# Work to be completed:
Go through the records and filter out every line lacking the word "asphalt"; copy the lines that remain.

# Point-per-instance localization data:
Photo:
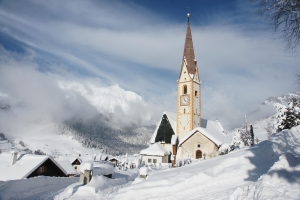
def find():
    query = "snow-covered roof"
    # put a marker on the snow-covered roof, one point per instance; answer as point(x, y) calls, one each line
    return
point(213, 130)
point(103, 169)
point(174, 139)
point(24, 166)
point(71, 159)
point(172, 119)
point(67, 166)
point(155, 149)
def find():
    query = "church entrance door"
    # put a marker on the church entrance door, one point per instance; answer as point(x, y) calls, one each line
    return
point(198, 154)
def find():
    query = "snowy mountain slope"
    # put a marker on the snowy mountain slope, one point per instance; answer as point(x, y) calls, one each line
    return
point(283, 99)
point(105, 99)
point(111, 119)
point(265, 171)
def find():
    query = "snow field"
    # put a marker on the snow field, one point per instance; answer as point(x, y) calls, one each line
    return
point(33, 187)
point(269, 170)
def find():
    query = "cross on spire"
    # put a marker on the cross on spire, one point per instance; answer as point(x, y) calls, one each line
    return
point(188, 15)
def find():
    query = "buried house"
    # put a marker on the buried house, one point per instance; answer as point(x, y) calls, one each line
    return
point(28, 166)
point(186, 134)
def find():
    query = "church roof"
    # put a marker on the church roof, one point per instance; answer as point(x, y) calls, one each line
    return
point(213, 130)
point(155, 150)
point(188, 52)
point(172, 119)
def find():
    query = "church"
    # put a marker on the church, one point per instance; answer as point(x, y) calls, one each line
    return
point(185, 134)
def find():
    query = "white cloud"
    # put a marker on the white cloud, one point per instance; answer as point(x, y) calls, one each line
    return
point(125, 44)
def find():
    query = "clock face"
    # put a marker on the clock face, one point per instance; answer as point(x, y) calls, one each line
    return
point(184, 100)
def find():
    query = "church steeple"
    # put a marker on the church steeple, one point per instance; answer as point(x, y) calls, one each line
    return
point(188, 53)
point(189, 89)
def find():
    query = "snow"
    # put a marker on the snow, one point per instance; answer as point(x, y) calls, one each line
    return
point(268, 170)
point(212, 130)
point(174, 139)
point(144, 171)
point(24, 166)
point(265, 171)
point(87, 166)
point(33, 188)
point(103, 169)
point(66, 165)
point(172, 119)
point(114, 96)
point(155, 150)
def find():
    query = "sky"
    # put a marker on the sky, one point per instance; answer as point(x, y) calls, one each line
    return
point(138, 45)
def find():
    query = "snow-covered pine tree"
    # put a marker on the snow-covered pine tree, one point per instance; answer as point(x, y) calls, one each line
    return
point(287, 116)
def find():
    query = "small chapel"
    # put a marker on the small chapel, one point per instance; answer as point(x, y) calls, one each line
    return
point(185, 134)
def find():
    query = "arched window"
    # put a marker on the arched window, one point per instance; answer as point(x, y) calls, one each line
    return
point(198, 154)
point(184, 89)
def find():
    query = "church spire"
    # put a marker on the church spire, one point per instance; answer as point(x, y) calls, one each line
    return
point(188, 52)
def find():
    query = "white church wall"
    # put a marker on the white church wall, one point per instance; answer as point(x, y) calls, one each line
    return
point(190, 147)
point(147, 159)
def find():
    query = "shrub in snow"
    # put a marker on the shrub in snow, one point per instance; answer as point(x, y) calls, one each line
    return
point(225, 148)
point(144, 171)
point(287, 116)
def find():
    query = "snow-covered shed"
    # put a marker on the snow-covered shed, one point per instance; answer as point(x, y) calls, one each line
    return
point(66, 165)
point(29, 165)
point(156, 153)
point(73, 160)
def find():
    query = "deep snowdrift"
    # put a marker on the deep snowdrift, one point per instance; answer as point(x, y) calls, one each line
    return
point(269, 170)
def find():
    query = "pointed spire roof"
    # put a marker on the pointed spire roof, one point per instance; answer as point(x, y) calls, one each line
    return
point(188, 52)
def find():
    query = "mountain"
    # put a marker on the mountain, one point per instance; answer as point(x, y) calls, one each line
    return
point(107, 118)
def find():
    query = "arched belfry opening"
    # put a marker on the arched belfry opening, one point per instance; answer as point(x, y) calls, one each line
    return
point(165, 130)
point(184, 89)
point(198, 154)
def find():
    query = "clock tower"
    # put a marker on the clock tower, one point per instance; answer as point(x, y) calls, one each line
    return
point(189, 89)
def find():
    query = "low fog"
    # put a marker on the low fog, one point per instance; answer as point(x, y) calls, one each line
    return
point(29, 96)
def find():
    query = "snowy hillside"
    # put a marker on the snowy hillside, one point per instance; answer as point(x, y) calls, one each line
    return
point(283, 99)
point(107, 118)
point(105, 99)
point(268, 170)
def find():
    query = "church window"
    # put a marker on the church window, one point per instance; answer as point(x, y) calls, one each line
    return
point(184, 89)
point(198, 154)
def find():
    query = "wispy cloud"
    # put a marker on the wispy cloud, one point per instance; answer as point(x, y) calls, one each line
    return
point(131, 45)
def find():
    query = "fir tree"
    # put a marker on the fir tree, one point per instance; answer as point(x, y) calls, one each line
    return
point(287, 117)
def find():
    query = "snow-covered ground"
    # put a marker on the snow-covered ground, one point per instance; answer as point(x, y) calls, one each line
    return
point(268, 170)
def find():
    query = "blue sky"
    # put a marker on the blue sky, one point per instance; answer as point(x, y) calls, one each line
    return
point(139, 44)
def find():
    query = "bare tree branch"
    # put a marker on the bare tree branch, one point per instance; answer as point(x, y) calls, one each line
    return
point(284, 17)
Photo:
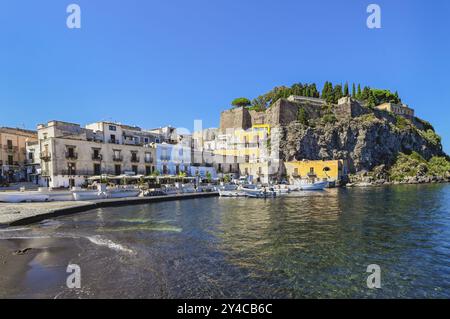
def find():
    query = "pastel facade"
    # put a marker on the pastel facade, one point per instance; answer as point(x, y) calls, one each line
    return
point(172, 159)
point(331, 170)
point(13, 155)
point(70, 154)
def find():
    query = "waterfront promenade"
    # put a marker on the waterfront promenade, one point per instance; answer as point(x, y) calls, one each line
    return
point(29, 213)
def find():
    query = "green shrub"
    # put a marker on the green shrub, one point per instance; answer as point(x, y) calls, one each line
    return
point(406, 166)
point(431, 137)
point(439, 166)
point(328, 118)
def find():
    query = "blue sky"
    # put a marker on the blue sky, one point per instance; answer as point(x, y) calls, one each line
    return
point(153, 63)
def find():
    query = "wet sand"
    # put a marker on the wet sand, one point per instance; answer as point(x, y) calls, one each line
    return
point(10, 213)
point(39, 272)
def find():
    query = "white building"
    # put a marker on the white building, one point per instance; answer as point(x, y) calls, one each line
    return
point(70, 154)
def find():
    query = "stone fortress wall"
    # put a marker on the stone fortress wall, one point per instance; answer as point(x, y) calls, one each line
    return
point(285, 111)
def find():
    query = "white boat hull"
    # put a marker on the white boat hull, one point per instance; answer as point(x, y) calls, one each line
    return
point(123, 193)
point(87, 195)
point(318, 186)
point(23, 197)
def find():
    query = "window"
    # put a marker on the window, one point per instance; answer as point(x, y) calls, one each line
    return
point(70, 152)
point(71, 169)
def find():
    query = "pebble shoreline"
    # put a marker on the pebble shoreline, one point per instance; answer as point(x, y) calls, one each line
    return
point(18, 214)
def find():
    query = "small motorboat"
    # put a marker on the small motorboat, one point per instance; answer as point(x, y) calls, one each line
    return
point(122, 193)
point(254, 192)
point(23, 197)
point(56, 195)
point(281, 190)
point(230, 190)
point(82, 194)
point(310, 185)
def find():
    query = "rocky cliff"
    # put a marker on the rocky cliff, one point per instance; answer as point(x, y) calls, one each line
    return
point(367, 141)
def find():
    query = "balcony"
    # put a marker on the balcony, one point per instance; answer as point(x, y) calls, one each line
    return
point(45, 156)
point(45, 173)
point(12, 149)
point(97, 157)
point(71, 156)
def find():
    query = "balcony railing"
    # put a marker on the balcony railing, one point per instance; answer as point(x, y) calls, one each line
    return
point(12, 149)
point(45, 156)
point(71, 156)
point(45, 173)
point(97, 157)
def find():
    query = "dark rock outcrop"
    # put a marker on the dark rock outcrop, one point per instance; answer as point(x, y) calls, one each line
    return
point(365, 142)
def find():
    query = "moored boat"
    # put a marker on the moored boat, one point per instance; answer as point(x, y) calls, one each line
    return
point(310, 185)
point(23, 197)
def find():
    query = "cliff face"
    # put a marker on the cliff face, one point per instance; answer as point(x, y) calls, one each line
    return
point(366, 141)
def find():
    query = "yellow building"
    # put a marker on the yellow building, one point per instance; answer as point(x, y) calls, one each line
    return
point(248, 146)
point(13, 153)
point(331, 170)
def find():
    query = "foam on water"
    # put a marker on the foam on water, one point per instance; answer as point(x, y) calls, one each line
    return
point(101, 241)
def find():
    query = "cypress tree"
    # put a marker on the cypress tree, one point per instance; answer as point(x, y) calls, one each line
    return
point(346, 92)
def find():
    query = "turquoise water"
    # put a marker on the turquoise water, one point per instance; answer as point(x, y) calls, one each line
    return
point(315, 245)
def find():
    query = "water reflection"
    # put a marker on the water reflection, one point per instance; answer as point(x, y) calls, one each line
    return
point(309, 246)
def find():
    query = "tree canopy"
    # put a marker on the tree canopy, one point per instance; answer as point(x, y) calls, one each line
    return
point(330, 93)
point(241, 102)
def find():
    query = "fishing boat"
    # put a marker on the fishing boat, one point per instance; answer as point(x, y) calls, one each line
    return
point(230, 190)
point(255, 192)
point(310, 184)
point(85, 194)
point(23, 197)
point(122, 192)
point(56, 195)
point(281, 190)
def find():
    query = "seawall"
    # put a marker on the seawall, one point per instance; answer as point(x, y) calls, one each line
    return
point(30, 213)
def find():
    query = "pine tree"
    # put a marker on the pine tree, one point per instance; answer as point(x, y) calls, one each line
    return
point(302, 116)
point(337, 93)
point(372, 101)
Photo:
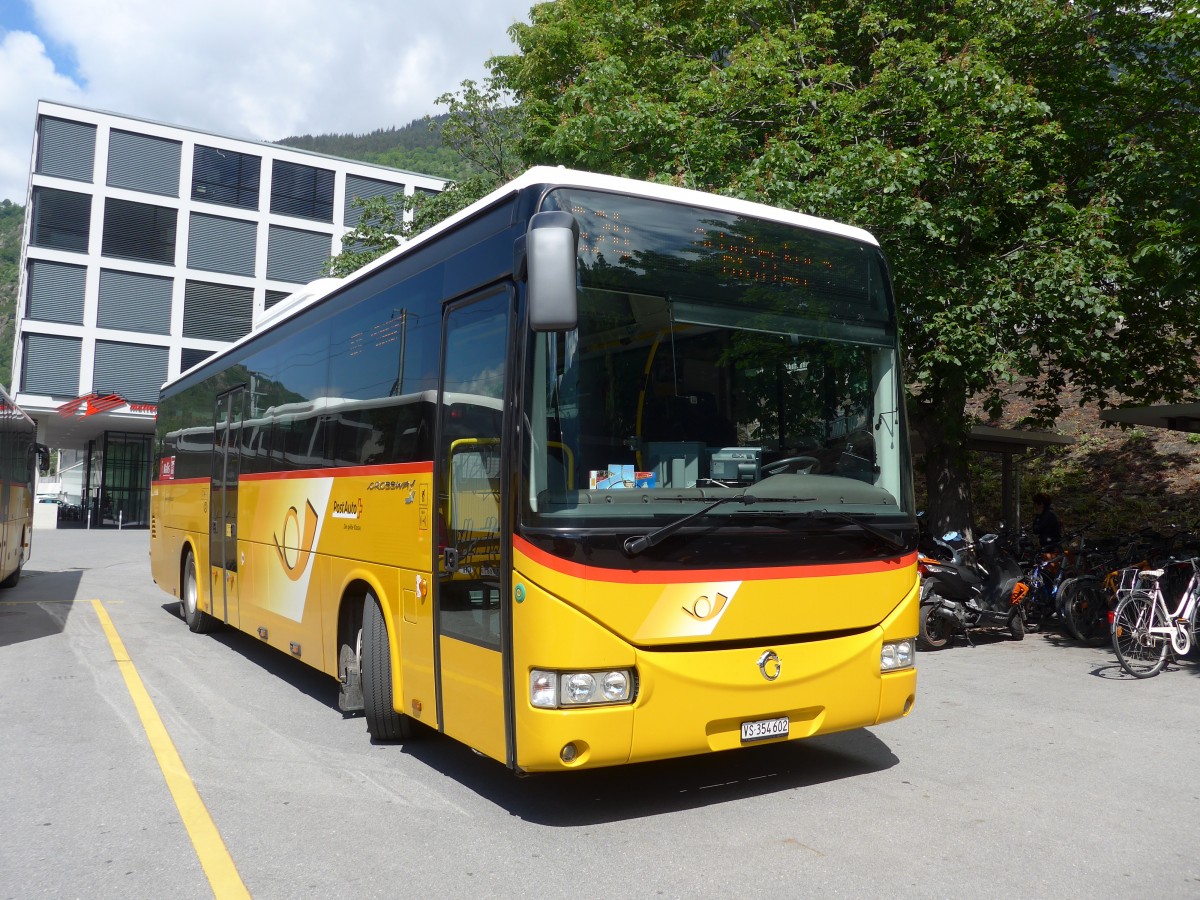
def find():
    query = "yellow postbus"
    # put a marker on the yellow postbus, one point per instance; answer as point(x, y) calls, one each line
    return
point(594, 472)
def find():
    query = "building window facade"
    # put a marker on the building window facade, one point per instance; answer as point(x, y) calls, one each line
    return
point(66, 149)
point(52, 365)
point(217, 312)
point(139, 231)
point(55, 292)
point(303, 191)
point(142, 162)
point(61, 220)
point(226, 177)
point(221, 245)
point(131, 301)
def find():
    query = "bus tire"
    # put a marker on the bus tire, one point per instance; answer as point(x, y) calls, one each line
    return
point(11, 581)
point(383, 721)
point(190, 599)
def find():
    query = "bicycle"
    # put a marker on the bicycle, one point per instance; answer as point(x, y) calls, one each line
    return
point(1144, 630)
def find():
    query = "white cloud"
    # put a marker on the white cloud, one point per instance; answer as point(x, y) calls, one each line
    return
point(251, 69)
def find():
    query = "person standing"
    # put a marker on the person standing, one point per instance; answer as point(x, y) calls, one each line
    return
point(1045, 523)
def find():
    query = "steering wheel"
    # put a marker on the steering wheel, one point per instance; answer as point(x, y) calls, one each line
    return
point(802, 465)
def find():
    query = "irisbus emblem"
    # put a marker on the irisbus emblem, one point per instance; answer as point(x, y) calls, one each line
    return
point(771, 665)
point(295, 547)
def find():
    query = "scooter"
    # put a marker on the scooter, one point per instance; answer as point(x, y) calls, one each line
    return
point(976, 585)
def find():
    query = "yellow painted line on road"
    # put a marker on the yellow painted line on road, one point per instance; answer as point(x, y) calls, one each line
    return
point(214, 856)
point(39, 603)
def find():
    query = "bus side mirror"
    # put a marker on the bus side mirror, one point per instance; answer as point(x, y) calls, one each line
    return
point(551, 249)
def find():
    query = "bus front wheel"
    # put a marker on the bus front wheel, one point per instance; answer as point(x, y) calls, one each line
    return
point(383, 721)
point(190, 599)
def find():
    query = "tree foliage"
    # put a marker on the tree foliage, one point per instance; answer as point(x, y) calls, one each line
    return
point(1029, 166)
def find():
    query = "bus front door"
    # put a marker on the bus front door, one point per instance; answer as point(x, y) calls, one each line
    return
point(472, 579)
point(223, 505)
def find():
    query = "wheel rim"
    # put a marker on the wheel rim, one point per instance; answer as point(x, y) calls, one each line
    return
point(190, 587)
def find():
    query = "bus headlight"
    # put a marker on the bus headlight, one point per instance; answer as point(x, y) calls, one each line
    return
point(897, 654)
point(555, 690)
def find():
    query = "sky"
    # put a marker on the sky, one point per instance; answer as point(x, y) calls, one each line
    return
point(261, 70)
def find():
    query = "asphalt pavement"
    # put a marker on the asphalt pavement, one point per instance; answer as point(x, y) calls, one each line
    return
point(1026, 769)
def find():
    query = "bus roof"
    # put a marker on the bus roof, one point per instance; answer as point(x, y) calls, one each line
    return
point(551, 177)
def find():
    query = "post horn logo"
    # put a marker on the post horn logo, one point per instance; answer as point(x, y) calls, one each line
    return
point(294, 553)
point(771, 665)
point(706, 609)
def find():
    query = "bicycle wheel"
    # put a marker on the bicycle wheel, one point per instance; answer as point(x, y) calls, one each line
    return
point(1141, 653)
point(1086, 611)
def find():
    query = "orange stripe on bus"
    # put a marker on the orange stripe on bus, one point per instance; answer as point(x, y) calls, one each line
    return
point(685, 576)
point(400, 468)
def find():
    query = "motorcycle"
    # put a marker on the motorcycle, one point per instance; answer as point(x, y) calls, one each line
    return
point(971, 586)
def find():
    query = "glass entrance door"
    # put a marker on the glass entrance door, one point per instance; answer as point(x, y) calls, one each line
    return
point(223, 504)
point(472, 583)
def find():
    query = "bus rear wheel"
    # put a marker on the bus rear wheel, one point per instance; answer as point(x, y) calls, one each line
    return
point(383, 721)
point(11, 581)
point(190, 599)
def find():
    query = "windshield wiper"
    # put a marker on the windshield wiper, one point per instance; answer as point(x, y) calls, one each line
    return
point(641, 543)
point(874, 531)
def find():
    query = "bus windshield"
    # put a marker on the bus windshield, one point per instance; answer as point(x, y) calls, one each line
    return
point(714, 354)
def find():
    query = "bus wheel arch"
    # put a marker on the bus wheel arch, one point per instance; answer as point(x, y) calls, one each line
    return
point(190, 593)
point(349, 647)
point(370, 646)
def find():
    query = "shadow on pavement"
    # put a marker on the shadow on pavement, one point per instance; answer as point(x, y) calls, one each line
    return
point(653, 789)
point(39, 606)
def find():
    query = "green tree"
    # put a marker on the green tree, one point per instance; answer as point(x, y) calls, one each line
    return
point(1029, 166)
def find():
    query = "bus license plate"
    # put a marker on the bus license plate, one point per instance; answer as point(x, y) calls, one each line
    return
point(765, 729)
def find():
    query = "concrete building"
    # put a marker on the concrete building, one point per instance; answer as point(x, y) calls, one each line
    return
point(147, 249)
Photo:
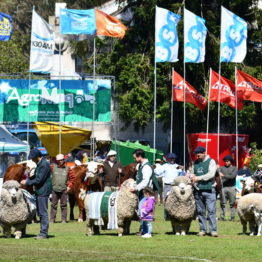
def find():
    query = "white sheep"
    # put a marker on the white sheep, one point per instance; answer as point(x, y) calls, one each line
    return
point(127, 204)
point(15, 210)
point(180, 205)
point(245, 208)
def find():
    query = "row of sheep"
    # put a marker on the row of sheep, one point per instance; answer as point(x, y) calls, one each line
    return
point(17, 211)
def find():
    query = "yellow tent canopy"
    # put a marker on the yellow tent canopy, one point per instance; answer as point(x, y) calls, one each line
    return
point(71, 137)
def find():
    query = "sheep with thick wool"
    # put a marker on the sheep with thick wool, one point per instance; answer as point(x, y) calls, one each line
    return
point(14, 209)
point(127, 204)
point(180, 205)
point(245, 210)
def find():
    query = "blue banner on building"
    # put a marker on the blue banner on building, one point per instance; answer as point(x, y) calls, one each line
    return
point(6, 27)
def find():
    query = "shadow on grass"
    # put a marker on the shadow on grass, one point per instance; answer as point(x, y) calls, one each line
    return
point(189, 233)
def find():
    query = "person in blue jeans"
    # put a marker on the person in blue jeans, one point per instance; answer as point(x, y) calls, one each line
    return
point(204, 169)
point(43, 184)
point(147, 212)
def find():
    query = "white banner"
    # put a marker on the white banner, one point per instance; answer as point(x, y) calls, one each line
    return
point(233, 45)
point(166, 39)
point(194, 38)
point(42, 45)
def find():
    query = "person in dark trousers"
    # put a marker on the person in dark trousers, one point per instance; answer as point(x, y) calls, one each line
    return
point(204, 169)
point(228, 174)
point(112, 172)
point(60, 189)
point(43, 186)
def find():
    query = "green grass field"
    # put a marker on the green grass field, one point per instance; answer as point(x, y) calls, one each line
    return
point(68, 242)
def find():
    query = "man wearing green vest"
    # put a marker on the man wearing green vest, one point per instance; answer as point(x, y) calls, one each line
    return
point(43, 188)
point(59, 183)
point(145, 176)
point(204, 169)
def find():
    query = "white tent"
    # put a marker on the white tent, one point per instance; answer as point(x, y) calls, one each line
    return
point(10, 143)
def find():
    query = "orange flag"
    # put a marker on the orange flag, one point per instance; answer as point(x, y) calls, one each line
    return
point(227, 91)
point(192, 96)
point(249, 87)
point(108, 25)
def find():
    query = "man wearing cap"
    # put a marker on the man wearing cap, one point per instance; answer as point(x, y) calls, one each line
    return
point(204, 169)
point(258, 174)
point(228, 174)
point(168, 171)
point(112, 172)
point(43, 184)
point(60, 188)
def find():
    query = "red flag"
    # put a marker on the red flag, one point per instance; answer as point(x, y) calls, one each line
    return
point(192, 96)
point(227, 91)
point(249, 87)
point(108, 25)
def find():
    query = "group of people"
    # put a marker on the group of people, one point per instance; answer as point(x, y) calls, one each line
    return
point(56, 180)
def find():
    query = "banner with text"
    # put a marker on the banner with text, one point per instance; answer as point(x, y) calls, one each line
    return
point(46, 102)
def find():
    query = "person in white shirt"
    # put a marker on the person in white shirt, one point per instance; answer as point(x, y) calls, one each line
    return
point(168, 171)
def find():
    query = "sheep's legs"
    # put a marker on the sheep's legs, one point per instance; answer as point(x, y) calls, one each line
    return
point(7, 231)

# Response:
    query = "asphalt pavement"
    # put a marker on the asphalt pavement, one point per instance; answer as point(x, y) calls, one each line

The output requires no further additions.